[Document extract Boundary: Start]

And then kind of even beyond that, you know, we started out this conversation and talked to me about the early, you know, history of South Carolina and just how much experimentation they did and how much the colonial legislatures basically opened up their tax imaginations, trying to think about all the different ways they could construct something. That really sharply contrasts with the

Yeah.

And the Supreme Court's interpretations of that, and they typically have looked to affirmative action cases to do that, especially after the affirmative action case a couple of years ago involving Harvard. The Supreme Court, as it's shifted farther and farther to the right, has really doubled down on a colorblind view of the Constitution, which really ties the hands of reparations proponents in constructing reparation schemes.

And so, you know, I try to juxtapose that with everything you're seeing in this book. You know, that back then when they're constructing things,

slavery. They're constructing, you know, building the foundation of this institution that is, you know, kind of generating these calls for reparations at the end of the day. And it's all flowing from slavery, from the Jim Crow that followed slavery, the discrimination that's continuing after that. It's all got its root in slavery. You know, back when they're creating this, they're building the foundations for it. They're able to unleash their tax imaginations and do all sorts of things.

[Document extract Boundary: End]
[Data for analysis Boundary: Start]

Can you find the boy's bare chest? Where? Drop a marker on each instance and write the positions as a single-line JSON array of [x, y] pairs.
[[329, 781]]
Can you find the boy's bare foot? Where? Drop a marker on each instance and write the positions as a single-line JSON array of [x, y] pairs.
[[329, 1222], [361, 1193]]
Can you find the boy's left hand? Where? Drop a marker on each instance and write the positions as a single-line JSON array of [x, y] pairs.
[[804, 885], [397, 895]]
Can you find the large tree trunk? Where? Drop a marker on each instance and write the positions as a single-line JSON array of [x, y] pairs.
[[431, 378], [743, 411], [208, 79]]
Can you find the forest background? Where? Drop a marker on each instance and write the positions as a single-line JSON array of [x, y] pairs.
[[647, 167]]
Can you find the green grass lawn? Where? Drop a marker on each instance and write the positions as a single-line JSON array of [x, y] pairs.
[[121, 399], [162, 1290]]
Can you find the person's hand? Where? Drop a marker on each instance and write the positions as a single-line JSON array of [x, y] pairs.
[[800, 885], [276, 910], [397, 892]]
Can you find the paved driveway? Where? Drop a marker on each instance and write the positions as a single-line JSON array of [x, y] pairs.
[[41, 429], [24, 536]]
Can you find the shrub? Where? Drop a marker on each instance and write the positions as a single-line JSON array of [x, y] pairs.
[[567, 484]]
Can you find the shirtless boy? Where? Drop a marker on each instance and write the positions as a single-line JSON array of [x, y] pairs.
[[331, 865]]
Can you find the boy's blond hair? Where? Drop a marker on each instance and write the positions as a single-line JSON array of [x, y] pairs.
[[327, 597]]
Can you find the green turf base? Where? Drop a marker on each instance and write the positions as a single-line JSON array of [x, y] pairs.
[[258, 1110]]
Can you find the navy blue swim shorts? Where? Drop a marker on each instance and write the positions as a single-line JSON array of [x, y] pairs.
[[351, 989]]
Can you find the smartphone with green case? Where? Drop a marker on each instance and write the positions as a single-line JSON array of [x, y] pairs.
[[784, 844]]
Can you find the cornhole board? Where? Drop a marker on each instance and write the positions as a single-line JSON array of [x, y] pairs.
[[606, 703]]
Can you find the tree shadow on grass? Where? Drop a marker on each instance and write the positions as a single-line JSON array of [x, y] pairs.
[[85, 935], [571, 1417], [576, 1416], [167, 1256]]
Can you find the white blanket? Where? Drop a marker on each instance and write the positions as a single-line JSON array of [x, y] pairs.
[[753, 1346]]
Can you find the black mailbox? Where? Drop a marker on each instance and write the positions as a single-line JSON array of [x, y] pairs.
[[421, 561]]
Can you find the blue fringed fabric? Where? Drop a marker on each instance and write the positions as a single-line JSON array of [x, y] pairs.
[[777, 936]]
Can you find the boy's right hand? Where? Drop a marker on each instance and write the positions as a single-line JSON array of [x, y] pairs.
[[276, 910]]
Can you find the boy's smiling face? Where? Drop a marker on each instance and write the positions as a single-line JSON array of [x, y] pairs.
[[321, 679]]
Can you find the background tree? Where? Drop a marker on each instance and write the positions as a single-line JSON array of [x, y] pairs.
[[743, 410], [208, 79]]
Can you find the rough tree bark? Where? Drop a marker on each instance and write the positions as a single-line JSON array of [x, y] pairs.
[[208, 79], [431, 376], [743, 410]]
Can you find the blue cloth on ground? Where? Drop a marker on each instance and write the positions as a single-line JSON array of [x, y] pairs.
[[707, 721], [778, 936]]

[Data for analysis Boundary: End]

Try it: Could you copy out, word for word, the conversation transcript on colonial tax experimentation and reparations that appears above the items?

Result of the exercise:
And then kind of even beyond that, you know, we started out this conversation and talked to me about the early, you know, history of South Carolina and just how much experimentation they did and how much the colonial legislatures basically opened up their tax imaginations, trying to think about all the different ways they could construct something. That really sharply contrasts with the

Yeah.

And the Supreme Court's interpretations of that, and they typically have looked to affirmative action cases to do that, especially after the affirmative action case a couple of years ago involving Harvard. The Supreme Court, as it's shifted farther and farther to the right, has really doubled down on a colorblind view of the Constitution, which really ties the hands of reparations proponents in constructing reparation schemes.

And so, you know, I try to juxtapose that with everything you're seeing in this book. You know, that back then when they're constructing things,

slavery. They're constructing, you know, building the foundation of this institution that is, you know, kind of generating these calls for reparations at the end of the day. And it's all flowing from slavery, from the Jim Crow that followed slavery, the discrimination that's continuing after that. It's all got its root in slavery. You know, back when they're creating this, they're building the foundations for it. They're able to unleash their tax imaginations and do all sorts of things.